### Task to carry out
Return exactly the span of lines that opens with the line containing "Can you find the dormer" and closes with the last line of the data, inclusive.

### Entries supplied
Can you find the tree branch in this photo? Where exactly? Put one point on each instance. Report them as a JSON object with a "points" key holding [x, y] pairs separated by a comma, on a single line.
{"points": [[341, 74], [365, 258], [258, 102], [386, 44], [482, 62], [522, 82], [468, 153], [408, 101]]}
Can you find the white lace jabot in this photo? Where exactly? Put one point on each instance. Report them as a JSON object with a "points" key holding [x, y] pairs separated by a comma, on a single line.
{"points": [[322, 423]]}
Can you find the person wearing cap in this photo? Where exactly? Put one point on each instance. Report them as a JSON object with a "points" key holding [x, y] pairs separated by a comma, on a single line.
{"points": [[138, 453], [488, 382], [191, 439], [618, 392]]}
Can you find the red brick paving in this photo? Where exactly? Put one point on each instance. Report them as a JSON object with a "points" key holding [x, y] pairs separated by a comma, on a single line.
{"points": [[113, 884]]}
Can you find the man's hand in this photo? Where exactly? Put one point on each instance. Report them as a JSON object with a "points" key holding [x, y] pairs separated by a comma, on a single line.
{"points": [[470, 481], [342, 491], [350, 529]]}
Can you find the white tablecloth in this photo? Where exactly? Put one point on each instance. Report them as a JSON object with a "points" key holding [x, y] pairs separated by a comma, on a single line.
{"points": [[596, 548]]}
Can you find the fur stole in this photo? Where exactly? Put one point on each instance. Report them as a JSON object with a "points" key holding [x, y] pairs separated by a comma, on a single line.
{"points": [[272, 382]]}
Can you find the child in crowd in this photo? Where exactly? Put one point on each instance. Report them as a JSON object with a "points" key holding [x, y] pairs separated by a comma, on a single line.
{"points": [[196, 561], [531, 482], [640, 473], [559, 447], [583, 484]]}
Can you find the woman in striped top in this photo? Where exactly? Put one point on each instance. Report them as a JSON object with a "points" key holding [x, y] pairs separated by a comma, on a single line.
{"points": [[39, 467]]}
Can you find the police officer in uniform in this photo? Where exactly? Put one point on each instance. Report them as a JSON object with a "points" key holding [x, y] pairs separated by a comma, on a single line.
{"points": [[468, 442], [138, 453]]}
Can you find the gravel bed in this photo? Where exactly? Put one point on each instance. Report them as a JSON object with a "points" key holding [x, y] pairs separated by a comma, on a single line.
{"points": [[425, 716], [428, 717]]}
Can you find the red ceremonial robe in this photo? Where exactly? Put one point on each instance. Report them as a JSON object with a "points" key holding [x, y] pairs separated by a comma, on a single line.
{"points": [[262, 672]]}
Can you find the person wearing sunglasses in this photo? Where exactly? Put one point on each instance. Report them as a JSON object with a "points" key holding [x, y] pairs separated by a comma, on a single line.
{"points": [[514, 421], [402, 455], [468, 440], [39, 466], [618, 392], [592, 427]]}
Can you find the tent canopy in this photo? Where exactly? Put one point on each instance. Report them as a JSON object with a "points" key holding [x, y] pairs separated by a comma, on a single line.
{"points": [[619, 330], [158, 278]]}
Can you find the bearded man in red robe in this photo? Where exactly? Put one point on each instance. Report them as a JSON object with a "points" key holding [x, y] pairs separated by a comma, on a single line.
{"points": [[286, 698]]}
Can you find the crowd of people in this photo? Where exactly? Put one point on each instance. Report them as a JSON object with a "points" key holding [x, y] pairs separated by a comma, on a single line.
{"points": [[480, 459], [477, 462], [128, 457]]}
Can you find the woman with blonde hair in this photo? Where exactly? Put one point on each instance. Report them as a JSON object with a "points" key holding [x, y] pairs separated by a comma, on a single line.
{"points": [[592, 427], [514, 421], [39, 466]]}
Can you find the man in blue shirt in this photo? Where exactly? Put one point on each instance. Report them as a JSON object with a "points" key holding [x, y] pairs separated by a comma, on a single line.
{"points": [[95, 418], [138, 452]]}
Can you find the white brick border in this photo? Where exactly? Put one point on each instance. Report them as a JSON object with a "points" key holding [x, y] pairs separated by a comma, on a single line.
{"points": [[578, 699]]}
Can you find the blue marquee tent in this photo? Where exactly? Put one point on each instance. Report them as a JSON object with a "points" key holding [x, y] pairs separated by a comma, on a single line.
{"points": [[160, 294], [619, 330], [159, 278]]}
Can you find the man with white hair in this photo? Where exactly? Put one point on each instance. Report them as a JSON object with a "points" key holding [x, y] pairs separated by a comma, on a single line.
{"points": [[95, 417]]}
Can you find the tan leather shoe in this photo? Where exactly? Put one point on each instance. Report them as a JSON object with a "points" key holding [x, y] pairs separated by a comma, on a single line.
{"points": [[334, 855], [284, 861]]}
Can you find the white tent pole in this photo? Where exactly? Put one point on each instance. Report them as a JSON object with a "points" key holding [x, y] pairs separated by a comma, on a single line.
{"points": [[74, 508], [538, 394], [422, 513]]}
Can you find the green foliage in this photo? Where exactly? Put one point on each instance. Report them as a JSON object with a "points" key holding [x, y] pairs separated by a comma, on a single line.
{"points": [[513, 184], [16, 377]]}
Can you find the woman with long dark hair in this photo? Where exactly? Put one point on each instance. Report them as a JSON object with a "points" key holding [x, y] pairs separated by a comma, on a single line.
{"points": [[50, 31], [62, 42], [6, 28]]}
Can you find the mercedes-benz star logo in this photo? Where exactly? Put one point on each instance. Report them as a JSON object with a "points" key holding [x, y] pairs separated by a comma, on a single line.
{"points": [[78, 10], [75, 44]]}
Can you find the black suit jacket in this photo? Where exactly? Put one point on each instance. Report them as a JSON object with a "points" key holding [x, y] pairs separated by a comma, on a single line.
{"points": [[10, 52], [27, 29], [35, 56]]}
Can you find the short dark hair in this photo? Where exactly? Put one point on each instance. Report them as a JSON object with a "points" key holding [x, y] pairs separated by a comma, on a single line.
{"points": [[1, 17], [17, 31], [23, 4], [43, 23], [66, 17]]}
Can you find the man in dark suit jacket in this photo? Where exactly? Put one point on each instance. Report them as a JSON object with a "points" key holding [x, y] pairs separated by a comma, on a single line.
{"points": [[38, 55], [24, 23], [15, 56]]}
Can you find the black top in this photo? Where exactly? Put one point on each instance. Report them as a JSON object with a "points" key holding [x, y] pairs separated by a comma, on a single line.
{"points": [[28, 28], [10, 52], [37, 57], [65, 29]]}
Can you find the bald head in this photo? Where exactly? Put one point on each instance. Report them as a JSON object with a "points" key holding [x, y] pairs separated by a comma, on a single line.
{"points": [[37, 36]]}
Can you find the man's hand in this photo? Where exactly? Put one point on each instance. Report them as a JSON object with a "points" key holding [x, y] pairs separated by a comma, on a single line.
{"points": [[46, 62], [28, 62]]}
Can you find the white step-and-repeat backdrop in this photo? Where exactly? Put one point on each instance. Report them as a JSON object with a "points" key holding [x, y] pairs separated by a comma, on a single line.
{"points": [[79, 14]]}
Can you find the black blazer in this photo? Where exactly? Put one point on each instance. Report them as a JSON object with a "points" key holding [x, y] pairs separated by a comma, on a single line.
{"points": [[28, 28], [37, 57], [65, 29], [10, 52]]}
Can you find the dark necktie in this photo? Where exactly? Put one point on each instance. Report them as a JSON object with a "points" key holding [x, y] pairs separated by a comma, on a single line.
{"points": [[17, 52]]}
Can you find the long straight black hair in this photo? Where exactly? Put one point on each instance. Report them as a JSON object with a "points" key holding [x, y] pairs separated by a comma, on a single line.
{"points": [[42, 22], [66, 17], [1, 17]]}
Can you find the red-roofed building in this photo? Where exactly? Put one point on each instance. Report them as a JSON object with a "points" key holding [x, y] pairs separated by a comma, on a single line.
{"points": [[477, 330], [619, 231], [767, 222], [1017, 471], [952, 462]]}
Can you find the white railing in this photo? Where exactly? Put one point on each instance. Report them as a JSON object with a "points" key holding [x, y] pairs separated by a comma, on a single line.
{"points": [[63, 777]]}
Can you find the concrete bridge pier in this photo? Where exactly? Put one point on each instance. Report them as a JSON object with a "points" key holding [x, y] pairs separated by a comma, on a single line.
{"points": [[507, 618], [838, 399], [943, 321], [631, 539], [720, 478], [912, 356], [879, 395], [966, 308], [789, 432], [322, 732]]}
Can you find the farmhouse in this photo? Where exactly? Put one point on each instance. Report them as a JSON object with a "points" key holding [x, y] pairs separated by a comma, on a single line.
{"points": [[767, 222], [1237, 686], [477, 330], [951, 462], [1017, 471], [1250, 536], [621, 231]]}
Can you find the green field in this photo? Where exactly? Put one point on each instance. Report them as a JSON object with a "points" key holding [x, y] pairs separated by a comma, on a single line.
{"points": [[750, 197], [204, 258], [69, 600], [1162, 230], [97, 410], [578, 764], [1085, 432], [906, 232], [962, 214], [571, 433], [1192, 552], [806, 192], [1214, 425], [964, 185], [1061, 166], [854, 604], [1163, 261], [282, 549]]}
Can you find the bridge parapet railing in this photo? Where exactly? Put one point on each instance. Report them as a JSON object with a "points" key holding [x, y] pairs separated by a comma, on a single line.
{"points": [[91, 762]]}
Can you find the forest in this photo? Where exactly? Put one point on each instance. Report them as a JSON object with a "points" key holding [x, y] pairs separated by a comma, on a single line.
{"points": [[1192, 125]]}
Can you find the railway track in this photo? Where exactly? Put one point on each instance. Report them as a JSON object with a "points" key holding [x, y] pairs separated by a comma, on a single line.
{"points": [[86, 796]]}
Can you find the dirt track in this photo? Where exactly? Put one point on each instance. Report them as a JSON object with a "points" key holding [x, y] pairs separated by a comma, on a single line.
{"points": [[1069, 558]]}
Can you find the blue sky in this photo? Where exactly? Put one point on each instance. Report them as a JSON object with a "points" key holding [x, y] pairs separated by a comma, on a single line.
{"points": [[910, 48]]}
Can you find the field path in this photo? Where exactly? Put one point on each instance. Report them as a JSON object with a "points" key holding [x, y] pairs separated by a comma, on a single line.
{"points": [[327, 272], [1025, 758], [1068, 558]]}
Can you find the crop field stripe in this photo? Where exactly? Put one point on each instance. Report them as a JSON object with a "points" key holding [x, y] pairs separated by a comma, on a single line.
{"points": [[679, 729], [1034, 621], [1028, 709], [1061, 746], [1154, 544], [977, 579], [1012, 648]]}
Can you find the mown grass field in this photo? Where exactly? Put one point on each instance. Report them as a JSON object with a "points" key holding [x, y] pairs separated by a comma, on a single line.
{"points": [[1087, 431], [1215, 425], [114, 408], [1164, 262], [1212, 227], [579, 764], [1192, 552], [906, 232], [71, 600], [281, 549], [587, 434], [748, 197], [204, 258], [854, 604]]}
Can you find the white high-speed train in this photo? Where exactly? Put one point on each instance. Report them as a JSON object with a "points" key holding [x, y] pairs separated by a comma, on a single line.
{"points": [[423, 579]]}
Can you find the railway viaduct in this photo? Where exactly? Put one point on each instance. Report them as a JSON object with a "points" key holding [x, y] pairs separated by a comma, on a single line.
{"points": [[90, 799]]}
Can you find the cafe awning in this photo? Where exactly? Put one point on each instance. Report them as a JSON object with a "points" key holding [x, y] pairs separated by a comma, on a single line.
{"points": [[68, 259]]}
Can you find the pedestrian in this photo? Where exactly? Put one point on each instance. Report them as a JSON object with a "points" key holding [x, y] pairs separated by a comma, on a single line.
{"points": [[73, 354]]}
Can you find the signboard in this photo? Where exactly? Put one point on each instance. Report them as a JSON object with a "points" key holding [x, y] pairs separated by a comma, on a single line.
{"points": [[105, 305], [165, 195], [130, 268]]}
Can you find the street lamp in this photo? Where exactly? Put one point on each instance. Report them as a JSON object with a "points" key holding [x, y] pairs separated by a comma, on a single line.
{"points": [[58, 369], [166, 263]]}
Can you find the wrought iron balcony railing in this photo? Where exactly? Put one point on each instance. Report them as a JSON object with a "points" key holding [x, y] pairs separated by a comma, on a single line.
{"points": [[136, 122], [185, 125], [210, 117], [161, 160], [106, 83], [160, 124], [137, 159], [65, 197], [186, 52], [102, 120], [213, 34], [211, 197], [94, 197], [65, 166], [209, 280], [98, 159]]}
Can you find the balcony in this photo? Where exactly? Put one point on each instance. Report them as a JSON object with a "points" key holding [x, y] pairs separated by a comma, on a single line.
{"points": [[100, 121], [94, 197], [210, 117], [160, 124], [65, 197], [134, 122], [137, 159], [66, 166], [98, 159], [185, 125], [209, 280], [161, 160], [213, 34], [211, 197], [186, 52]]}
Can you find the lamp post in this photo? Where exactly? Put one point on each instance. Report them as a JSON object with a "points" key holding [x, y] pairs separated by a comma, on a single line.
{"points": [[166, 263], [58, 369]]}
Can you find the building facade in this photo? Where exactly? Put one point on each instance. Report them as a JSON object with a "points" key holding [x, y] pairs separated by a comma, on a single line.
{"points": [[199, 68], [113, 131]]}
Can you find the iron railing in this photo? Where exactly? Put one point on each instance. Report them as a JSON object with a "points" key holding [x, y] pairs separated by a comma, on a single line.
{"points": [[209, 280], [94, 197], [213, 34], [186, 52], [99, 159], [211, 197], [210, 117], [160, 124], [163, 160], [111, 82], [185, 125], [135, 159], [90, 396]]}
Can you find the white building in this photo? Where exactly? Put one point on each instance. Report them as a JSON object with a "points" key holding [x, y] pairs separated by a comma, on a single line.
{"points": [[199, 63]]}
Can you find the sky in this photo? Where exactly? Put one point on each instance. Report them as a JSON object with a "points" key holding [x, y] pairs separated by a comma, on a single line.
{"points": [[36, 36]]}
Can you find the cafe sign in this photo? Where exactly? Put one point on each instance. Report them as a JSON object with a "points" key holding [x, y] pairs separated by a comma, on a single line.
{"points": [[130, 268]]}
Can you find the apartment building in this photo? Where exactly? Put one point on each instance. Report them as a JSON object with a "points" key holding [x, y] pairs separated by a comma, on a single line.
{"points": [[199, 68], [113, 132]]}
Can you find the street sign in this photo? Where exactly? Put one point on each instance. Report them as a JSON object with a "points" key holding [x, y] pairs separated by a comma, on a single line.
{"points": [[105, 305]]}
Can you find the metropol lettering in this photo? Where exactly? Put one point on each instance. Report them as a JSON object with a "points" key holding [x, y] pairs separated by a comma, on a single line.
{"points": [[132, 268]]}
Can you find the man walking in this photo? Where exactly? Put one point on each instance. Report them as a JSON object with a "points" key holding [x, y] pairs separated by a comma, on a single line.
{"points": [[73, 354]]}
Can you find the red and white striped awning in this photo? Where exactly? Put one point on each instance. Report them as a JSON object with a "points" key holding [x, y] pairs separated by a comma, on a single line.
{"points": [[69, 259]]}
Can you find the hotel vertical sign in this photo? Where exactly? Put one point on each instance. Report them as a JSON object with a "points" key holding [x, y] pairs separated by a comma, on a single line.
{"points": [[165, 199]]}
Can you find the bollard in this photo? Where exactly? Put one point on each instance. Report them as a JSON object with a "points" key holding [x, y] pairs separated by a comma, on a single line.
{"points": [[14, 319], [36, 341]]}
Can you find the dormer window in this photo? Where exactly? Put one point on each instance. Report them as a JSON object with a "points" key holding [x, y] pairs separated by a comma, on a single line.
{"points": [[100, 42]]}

### Solution
Can you find the dormer window in this photo? Where exactly? Put one point on each instance. Report them as a JSON object with a "points" key holding [x, y] pairs separated by a comma, on a single line.
{"points": [[100, 42]]}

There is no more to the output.